--- BEGIN Data lines ---

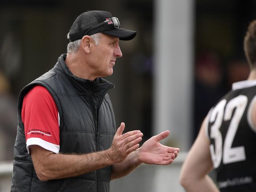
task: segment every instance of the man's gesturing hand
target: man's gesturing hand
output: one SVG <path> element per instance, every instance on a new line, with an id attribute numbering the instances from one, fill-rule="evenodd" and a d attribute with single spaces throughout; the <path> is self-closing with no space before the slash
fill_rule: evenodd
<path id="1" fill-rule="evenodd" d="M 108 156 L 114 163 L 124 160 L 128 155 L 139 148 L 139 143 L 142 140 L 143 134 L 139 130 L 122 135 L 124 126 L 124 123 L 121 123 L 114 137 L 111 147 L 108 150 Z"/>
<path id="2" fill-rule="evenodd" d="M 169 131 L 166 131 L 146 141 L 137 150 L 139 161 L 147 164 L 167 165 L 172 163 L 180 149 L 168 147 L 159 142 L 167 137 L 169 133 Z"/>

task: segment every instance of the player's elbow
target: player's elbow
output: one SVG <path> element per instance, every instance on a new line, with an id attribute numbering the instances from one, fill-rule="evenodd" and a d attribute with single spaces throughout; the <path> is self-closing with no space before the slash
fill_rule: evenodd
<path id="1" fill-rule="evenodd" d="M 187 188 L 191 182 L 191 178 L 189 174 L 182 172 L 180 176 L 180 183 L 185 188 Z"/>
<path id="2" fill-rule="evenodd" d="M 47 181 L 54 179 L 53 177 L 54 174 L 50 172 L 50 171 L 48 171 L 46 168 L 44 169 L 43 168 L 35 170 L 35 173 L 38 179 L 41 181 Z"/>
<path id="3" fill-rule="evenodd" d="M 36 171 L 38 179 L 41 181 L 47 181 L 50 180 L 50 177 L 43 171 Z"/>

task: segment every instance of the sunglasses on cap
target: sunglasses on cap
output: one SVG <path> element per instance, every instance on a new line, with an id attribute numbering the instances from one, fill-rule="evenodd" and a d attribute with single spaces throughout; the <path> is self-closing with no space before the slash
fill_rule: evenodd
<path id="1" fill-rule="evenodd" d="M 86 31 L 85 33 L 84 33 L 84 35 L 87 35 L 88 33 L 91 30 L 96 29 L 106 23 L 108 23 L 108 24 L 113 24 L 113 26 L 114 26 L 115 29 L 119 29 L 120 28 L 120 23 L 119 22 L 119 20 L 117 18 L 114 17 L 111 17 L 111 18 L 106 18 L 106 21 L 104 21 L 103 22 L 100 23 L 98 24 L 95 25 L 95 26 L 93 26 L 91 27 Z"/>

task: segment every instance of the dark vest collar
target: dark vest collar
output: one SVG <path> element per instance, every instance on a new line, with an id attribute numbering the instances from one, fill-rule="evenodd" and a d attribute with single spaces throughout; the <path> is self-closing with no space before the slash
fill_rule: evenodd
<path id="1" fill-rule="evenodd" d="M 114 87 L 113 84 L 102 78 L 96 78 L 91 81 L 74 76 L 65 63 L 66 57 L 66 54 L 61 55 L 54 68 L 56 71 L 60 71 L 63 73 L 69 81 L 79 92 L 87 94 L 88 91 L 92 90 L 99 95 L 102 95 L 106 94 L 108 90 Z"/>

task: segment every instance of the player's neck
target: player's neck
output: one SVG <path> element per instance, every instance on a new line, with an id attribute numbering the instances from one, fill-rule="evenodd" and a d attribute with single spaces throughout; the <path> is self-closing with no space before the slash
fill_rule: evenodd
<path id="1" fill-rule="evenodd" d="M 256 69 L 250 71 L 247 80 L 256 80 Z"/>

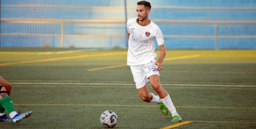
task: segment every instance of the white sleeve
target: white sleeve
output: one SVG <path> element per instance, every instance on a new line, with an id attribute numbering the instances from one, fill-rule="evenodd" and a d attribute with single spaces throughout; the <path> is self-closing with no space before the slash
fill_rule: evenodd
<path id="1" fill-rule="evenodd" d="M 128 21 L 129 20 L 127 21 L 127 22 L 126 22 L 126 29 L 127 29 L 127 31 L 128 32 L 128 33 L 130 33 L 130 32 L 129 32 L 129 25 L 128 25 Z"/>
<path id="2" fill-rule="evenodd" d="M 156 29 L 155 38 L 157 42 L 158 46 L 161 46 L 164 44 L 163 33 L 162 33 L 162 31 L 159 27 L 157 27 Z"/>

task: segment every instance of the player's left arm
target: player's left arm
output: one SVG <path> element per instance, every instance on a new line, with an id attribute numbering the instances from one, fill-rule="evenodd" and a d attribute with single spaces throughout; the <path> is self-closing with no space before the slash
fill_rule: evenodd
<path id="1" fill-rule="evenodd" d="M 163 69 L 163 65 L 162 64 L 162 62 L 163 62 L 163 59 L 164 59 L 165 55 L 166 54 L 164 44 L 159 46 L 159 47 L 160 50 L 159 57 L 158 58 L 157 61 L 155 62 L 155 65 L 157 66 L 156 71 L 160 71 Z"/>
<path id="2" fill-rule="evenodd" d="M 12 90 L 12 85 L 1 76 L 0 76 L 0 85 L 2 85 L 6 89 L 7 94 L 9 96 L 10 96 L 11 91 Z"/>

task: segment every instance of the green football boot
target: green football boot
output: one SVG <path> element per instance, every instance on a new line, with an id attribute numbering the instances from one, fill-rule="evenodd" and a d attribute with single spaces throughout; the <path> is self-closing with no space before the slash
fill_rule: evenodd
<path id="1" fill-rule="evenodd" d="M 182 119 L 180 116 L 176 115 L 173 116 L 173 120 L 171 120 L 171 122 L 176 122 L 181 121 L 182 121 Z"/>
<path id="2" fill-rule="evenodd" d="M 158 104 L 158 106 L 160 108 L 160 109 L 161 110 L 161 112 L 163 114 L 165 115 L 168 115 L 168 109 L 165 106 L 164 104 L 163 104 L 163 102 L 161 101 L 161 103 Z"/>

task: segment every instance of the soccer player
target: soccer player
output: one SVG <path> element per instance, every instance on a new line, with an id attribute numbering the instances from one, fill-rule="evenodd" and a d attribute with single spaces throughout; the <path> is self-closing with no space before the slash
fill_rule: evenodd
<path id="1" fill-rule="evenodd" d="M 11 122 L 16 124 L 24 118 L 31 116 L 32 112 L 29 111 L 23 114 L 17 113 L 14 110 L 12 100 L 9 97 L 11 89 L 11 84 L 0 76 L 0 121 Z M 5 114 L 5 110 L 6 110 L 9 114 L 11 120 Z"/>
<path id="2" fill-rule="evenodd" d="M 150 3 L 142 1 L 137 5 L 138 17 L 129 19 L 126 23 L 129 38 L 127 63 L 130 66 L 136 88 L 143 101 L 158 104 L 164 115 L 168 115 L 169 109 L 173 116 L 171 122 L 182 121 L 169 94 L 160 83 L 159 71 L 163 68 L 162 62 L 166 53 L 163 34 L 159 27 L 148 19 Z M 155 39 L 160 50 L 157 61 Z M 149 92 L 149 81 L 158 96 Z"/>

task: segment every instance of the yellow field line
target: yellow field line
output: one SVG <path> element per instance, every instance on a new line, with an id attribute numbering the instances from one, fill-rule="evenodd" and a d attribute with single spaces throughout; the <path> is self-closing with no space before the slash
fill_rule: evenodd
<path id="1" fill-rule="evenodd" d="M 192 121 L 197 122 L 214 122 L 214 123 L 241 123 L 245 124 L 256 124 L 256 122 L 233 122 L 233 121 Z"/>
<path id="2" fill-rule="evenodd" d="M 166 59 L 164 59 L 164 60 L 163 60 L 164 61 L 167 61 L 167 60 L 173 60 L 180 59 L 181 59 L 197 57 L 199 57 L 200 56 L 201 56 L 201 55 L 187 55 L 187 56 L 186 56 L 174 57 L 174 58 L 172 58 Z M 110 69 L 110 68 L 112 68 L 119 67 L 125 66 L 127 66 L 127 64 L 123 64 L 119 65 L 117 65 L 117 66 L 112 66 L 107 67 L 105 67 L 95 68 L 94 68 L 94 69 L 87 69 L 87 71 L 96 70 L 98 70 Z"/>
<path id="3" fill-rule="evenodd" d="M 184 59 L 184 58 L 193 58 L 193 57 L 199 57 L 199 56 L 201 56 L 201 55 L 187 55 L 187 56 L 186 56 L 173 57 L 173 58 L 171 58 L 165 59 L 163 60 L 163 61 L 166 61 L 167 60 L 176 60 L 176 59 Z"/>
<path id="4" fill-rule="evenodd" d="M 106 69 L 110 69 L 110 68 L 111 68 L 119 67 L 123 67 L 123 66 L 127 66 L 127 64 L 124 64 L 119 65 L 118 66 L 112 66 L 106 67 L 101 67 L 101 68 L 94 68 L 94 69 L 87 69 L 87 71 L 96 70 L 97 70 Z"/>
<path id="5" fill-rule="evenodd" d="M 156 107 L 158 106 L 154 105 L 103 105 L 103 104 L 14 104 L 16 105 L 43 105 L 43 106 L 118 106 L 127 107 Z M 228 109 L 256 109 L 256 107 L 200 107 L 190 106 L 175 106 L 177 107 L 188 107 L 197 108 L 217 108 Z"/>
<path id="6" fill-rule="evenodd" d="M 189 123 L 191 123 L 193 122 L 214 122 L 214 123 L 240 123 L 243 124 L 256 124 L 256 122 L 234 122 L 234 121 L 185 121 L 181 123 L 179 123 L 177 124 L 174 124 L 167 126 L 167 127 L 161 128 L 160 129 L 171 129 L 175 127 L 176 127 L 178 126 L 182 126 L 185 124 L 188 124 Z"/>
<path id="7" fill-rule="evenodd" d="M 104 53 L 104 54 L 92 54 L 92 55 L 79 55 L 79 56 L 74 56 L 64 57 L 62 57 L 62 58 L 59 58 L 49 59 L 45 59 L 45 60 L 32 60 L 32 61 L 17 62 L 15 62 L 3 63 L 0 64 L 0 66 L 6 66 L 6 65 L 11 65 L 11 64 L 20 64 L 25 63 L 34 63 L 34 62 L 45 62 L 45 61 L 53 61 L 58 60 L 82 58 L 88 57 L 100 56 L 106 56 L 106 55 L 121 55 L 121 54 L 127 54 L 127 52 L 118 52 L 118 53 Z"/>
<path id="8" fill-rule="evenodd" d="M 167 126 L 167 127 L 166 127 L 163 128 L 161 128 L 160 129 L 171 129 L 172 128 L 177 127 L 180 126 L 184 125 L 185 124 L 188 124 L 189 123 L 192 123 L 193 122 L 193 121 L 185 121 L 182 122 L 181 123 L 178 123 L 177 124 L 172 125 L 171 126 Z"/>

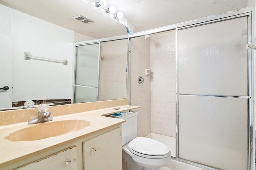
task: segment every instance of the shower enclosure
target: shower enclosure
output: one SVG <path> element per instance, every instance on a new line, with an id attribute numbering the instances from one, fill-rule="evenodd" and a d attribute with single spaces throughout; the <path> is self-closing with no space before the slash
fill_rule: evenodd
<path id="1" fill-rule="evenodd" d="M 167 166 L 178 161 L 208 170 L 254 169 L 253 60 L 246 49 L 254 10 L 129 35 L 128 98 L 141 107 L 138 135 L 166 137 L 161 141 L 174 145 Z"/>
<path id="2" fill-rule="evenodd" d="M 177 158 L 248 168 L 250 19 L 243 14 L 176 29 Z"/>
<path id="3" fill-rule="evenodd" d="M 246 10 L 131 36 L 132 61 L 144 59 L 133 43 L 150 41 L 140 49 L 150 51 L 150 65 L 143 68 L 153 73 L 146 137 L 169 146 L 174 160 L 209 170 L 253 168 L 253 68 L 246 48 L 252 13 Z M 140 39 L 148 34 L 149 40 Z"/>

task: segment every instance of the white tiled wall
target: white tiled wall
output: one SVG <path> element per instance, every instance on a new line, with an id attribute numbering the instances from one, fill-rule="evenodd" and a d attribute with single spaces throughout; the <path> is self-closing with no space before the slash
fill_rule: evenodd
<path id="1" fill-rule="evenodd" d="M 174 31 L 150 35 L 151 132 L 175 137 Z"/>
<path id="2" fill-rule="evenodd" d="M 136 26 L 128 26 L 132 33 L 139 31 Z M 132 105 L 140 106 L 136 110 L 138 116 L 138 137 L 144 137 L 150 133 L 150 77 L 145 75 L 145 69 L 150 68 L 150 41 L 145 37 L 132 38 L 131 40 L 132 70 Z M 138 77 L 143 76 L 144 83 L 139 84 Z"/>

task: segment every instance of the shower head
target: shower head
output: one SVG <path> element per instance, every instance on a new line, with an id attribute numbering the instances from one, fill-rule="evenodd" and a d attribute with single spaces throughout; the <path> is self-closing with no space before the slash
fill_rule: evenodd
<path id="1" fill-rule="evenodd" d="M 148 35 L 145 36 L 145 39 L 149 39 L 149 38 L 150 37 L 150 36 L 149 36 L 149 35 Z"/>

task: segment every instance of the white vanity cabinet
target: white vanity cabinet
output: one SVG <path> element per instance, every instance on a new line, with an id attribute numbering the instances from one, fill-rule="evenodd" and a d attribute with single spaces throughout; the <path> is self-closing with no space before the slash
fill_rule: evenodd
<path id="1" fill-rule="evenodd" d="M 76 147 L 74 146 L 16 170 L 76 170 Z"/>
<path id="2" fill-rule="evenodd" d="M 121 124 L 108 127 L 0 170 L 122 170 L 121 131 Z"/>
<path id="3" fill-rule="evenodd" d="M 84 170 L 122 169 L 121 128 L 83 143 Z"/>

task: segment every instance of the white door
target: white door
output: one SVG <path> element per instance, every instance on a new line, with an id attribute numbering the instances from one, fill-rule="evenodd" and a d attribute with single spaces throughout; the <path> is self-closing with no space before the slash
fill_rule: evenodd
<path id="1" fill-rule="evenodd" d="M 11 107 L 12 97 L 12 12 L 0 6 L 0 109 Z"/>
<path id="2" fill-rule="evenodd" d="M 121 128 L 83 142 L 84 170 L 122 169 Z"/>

--- END Data lines ---

● Aim of the exercise
Swap "gesturing" for "waving" in the data from its start through the line containing "108 156 L 114", inclusive, leaving everything else unchanged. Omit the pictures from your answer.

● Final result
task: segment every instance of the man's waving hand
target: man's waving hand
output: one SVG <path> element per instance, every instance on a new line, with an id attribute numbering the instances from one, fill-rule="evenodd" and a d attribute with single spaces throughout; the <path> is self-closing with no space before the slash
fill_rule: evenodd
<path id="1" fill-rule="evenodd" d="M 108 156 L 114 163 L 124 160 L 128 155 L 139 148 L 139 143 L 142 140 L 143 134 L 139 130 L 122 135 L 124 126 L 124 123 L 121 123 L 114 137 L 111 147 L 108 150 Z"/>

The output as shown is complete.